[EXTRAIT FOURNI]
--------------------------------

Le règne de la machine

Voici un passage intéressant extrait du livre « En marchant au pas des goums dans le désert » écrit par Michel Menu (éditions SEDIAC, 1980).

« Nous sommes, depuis plus d’un siècle, manifestement, en pleine phase de surchauffe de la Politique, avec la persuasion croissante qu’une bonne « organisation », savamment calculée à la Saint-Simon, et méticuleusement prévue jusque dans… le détail, à la Karl Marx, ne peut que parfaire nos rendements sociaux. L’Ere des Organisateurs (J. Burnham) bat son plein. La technocratie lui donne des ailes (J. Lesourne) ou, des…frayeurs épouvantables (M. Crozier).

--------------------------------

[Annotations par points pour les photos]

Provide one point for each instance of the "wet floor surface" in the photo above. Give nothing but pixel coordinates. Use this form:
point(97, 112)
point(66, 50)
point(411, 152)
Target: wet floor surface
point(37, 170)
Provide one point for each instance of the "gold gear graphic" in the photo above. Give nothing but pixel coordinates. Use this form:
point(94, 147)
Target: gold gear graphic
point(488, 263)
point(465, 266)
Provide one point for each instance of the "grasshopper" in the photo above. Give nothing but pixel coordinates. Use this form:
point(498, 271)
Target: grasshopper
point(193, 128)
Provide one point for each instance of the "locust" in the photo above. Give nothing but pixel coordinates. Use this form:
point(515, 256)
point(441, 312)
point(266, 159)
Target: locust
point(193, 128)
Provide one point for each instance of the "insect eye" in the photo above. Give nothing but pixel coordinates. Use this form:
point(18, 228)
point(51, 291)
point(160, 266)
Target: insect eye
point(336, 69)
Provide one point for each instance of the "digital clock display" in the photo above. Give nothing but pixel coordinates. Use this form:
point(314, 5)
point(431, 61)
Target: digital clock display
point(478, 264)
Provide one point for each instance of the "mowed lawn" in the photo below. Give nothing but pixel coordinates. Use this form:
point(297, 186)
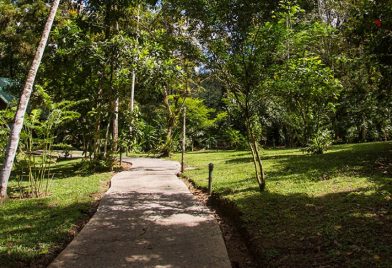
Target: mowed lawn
point(32, 231)
point(331, 210)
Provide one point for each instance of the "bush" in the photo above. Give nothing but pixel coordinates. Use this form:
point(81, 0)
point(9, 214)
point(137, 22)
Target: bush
point(320, 142)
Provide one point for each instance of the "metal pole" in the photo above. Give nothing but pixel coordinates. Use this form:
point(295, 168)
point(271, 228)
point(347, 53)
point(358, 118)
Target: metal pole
point(183, 139)
point(210, 169)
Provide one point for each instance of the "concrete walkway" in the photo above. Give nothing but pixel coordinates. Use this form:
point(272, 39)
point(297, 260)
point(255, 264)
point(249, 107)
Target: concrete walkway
point(148, 218)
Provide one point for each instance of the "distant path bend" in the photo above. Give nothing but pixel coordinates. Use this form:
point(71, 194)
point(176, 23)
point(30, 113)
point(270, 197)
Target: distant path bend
point(148, 218)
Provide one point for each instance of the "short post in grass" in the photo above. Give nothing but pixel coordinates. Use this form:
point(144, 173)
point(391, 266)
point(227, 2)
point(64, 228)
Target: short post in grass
point(210, 169)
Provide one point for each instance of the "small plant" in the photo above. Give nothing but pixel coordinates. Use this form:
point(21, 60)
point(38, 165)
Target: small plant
point(319, 143)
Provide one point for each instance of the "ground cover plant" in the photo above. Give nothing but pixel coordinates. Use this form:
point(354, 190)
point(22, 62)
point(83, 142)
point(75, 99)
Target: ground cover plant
point(324, 210)
point(33, 230)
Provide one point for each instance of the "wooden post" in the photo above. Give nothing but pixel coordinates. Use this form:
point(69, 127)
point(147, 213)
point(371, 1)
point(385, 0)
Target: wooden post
point(183, 139)
point(210, 169)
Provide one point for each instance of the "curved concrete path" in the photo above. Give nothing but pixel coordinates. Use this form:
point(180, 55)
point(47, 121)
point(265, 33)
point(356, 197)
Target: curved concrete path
point(148, 218)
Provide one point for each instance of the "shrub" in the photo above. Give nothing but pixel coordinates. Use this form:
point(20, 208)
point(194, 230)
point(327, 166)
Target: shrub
point(320, 142)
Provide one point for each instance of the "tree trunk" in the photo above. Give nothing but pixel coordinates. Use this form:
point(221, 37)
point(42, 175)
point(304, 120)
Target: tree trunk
point(258, 164)
point(23, 102)
point(171, 122)
point(115, 125)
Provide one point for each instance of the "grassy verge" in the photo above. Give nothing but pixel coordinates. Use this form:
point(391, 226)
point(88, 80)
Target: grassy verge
point(317, 211)
point(33, 230)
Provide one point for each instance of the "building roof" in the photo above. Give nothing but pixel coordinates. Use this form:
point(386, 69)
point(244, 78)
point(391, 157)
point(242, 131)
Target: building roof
point(5, 95)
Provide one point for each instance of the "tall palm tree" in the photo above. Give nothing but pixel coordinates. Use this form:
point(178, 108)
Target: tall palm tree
point(23, 102)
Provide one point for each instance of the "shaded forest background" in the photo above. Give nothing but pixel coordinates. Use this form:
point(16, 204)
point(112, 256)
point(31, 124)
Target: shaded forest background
point(284, 73)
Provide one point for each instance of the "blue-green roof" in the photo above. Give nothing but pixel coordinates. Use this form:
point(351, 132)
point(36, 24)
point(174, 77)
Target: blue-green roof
point(5, 95)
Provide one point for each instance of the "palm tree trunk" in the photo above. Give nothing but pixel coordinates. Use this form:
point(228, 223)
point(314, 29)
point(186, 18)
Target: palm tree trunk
point(23, 102)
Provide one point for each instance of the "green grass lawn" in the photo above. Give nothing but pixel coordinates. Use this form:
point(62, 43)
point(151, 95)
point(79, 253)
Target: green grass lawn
point(331, 210)
point(33, 230)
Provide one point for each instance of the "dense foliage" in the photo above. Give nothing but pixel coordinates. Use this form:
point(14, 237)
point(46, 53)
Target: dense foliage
point(287, 73)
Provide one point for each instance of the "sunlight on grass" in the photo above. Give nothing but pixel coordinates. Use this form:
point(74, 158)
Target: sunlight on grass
point(32, 228)
point(331, 209)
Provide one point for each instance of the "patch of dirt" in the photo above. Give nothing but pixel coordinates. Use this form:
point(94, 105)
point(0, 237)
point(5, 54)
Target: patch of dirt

--------------------------------

[CONSIGNE A]
Recopiez, s'il vous plaît, le passage de l'extrait fourni qui va de « Le règne de » jusqu'à « épouvantables (M. Crozier). ».
[CONSIGNE B]
Dans l'extrait fourni, quel auteur est cité au sujet des « frayeurs épouvantables » que donnerait la technocratie ?

[RÉPONSE COMPLÈTE A]
Le règne de la machine

Voici un passage intéressant extrait du livre « En marchant au pas des goums dans le désert » écrit par Michel Menu (éditions SEDIAC, 1980).

« Nous sommes, depuis plus d’un siècle, manifestement, en pleine phase de surchauffe de la Politique, avec la persuasion croissante qu’une bonne « organisation », savamment calculée à la Saint-Simon, et méticuleusement prévue jusque dans… le détail, à la Karl Marx, ne peut que parfaire nos rendements sociaux. L’Ere des Organisateurs (J. Burnham) bat son plein. La technocratie lui donne des ailes (J. Lesourne) ou, des…frayeurs épouvantables (M. Crozier).

[RÉPONSE COMPLÈTE B]
M. Crozier.